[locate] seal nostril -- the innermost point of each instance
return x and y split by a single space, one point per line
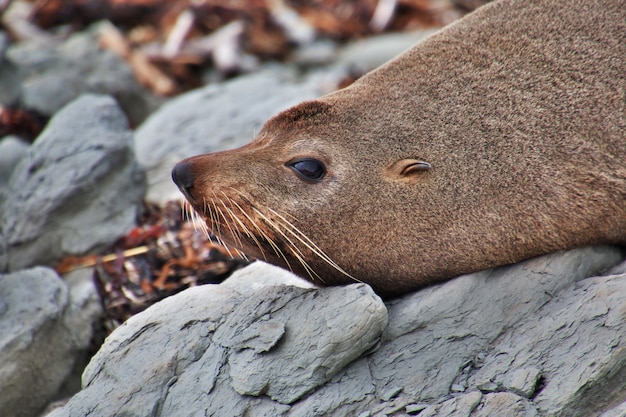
182 176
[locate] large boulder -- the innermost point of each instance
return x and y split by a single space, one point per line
537 338
45 328
77 189
58 71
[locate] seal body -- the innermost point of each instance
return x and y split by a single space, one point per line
500 138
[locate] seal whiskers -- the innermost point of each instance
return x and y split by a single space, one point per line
304 239
497 139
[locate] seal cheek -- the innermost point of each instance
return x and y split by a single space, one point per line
407 168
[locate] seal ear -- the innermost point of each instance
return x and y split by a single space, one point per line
407 168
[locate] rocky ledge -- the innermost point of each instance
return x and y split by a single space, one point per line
544 337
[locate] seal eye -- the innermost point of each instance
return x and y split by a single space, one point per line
310 170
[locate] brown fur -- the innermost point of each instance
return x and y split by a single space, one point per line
520 110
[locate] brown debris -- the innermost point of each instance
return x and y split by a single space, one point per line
166 42
159 258
23 123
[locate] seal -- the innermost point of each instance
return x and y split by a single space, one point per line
497 139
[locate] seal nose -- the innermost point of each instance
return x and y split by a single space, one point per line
183 178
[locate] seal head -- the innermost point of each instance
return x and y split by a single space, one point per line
497 139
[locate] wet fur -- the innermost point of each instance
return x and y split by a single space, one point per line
519 108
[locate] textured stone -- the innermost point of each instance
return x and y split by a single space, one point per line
77 189
547 328
55 74
42 334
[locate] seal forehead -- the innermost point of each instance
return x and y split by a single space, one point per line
304 114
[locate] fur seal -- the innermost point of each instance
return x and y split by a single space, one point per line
497 139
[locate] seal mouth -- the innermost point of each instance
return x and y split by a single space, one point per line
242 227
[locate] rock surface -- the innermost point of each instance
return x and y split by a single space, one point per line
77 189
55 74
12 149
538 338
43 332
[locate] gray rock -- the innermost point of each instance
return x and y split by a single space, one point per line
545 328
369 53
575 340
54 75
505 404
42 332
461 406
12 149
323 332
10 81
213 118
78 188
170 361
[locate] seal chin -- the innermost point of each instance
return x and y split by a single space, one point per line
184 179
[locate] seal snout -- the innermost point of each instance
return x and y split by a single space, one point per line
183 178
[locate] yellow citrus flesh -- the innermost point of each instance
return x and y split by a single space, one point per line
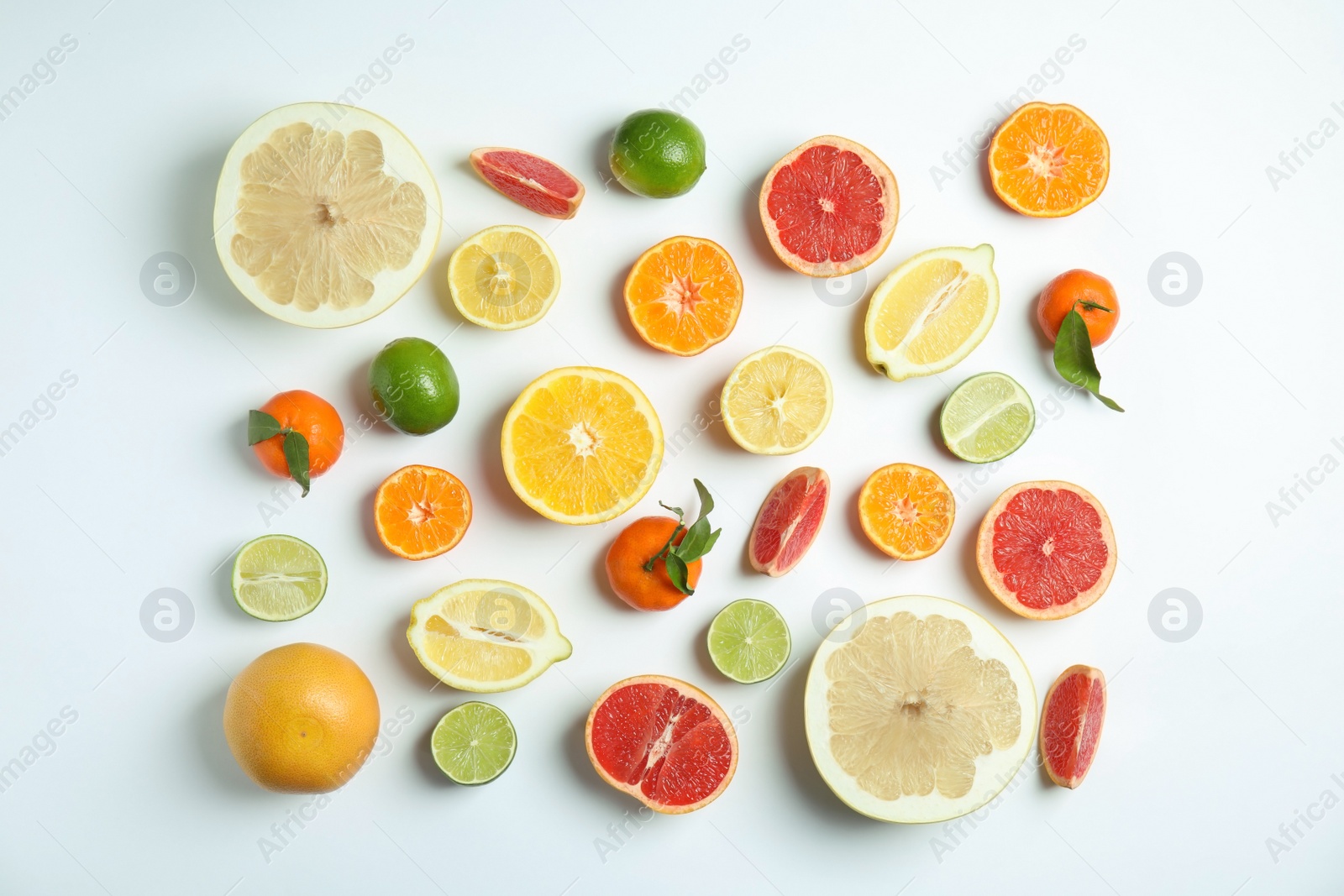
581 445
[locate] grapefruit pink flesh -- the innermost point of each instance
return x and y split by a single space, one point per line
790 520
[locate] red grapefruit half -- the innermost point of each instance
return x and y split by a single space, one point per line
530 181
790 520
1070 725
1046 550
663 741
830 207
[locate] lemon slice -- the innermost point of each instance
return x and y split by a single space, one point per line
503 277
581 445
324 214
486 636
932 311
777 401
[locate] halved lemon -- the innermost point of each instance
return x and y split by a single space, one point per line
932 311
581 445
324 214
918 710
777 401
486 636
504 277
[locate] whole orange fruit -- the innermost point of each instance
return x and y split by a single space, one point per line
302 719
312 418
1085 291
647 589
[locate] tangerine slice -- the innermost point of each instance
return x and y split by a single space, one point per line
421 512
685 295
1048 161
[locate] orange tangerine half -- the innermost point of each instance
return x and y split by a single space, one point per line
421 512
685 295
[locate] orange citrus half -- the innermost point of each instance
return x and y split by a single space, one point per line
1048 161
906 511
685 295
421 512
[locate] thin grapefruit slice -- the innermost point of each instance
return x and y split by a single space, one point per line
830 207
790 520
530 181
1070 725
664 741
1046 550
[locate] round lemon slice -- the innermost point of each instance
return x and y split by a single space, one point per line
324 214
503 277
932 311
486 636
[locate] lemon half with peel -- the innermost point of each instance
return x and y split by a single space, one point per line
932 311
326 214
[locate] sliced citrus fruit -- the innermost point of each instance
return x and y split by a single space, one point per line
685 295
530 181
777 401
486 636
324 214
421 512
1070 725
1048 161
790 520
830 207
664 741
279 578
1046 550
906 511
474 743
932 312
987 418
920 712
749 641
581 445
504 277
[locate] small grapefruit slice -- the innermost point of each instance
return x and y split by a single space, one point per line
530 181
664 741
1070 725
1046 550
830 207
790 520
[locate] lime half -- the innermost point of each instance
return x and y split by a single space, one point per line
987 418
474 743
279 578
749 641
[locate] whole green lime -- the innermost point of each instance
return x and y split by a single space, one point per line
658 154
414 387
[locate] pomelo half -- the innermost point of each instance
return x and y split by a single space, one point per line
664 741
917 710
1046 550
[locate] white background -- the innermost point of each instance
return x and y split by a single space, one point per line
141 477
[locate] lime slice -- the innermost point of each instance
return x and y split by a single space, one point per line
749 641
279 578
474 743
987 418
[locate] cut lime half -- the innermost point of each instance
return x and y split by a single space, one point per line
749 641
987 418
474 743
279 578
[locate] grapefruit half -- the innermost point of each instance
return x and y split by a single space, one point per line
664 741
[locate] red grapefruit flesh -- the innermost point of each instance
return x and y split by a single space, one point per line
530 181
664 741
1046 550
790 520
830 207
1070 725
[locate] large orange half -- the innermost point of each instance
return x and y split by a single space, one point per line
1048 161
685 295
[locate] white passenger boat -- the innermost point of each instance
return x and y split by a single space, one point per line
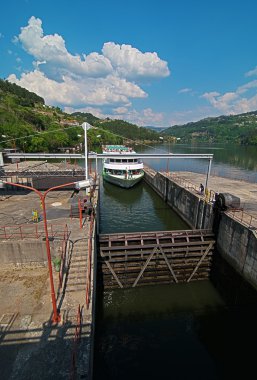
121 171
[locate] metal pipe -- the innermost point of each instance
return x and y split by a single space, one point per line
56 315
208 173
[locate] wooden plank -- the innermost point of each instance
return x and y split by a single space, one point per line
169 266
199 263
143 269
114 274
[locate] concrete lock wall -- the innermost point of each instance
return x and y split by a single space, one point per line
193 210
238 245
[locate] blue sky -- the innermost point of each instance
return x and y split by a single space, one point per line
149 62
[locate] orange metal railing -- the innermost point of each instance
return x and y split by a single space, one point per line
63 255
31 231
89 261
76 340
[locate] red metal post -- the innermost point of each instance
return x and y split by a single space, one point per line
56 316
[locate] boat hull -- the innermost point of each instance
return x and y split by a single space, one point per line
122 182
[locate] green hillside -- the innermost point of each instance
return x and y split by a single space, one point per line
27 123
237 129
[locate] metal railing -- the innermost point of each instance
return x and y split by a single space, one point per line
63 256
76 340
243 217
89 260
31 231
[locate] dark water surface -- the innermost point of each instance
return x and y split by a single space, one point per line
183 331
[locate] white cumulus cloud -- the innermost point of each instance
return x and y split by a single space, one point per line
109 78
132 63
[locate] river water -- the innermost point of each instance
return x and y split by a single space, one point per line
182 331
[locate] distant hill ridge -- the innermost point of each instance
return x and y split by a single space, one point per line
26 122
238 129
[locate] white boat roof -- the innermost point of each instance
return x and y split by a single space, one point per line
117 149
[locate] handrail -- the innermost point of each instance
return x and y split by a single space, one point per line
63 255
33 231
76 339
88 286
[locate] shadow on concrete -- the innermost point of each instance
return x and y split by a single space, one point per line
41 351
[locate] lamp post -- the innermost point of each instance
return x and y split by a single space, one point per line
86 126
56 315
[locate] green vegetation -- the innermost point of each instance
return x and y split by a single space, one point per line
27 123
236 129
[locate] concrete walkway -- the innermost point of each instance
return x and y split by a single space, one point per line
246 191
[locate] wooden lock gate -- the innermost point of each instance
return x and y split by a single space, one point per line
145 258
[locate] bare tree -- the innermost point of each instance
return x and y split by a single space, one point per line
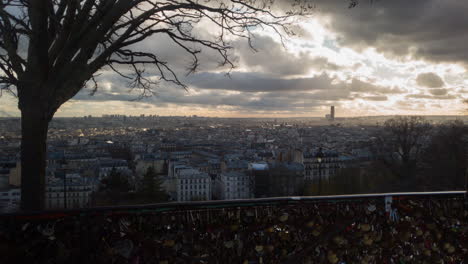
399 144
50 49
445 157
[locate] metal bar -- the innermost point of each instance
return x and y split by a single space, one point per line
200 205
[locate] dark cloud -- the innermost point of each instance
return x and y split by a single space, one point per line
273 58
425 96
255 82
434 30
429 80
375 98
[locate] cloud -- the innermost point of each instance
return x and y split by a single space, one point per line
375 98
429 80
438 92
273 58
433 30
425 96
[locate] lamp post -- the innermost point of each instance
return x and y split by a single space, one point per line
319 157
319 160
65 190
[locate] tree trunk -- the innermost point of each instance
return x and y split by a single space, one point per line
34 126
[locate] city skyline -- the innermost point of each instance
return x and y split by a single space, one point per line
416 66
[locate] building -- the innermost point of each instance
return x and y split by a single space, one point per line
286 178
190 184
331 116
233 185
10 200
76 190
321 165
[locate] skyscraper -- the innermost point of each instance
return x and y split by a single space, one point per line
332 112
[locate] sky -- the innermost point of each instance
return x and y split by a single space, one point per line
382 58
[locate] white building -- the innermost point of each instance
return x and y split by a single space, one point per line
191 184
324 166
76 189
234 185
10 200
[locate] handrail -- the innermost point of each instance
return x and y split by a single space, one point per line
217 204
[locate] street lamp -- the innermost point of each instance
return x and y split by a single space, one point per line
319 160
319 157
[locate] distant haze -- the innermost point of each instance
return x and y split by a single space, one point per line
410 58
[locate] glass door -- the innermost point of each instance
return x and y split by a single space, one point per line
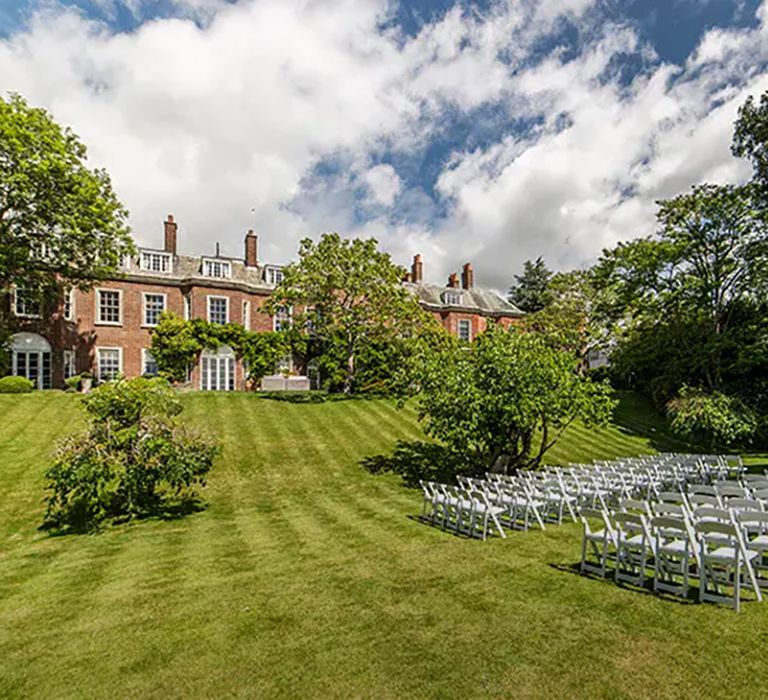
35 366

==*==

## ASSIGNED TASK
What you give back should be exactly the lines of the data above from the line with "[locate] metal railing" through the line with "[locate] concrete walkway", both of those included, and nothing more.

## ANSWER TO THIS TASK
[locate] metal railing -- the innermost point of each instance
return x and y split by a single space, one point per line
63 256
76 340
243 217
89 260
31 231
[locate] dark water surface -- the innermost point of each instance
return x and y split by a single space, one point per line
183 331
[locate] white cumulus cloud -- the innermost point of each instance
return x and y split by a single space, one point per line
109 78
132 63
[locate] river water -- the innermost point of each instance
return x and y split by a single space, one point per line
182 331
[locate] distant hill ridge -- the innermost point of each instance
return x and y split by a single space, one point per line
26 122
238 129
[locate] white boat roof -- the innermost point of each instance
return x and y split by a single space, one point per line
117 149
[locate] handrail -- the innermost point of each instance
return x and y split by a single space, one point per line
63 255
33 231
76 339
88 286
[locate] shadow on concrete -- the innermost point of each instance
return x and y split by a single space, one point per line
41 351
[locate] lamp post -- the innermost point of each instance
return x and y split by a single space, one point per line
86 126
56 315
[locate] green vegetation -- the innermost point of each instance
return x and y split by a single space, one point per line
27 123
236 129
[locate] concrete walkway -- the innermost point of each instance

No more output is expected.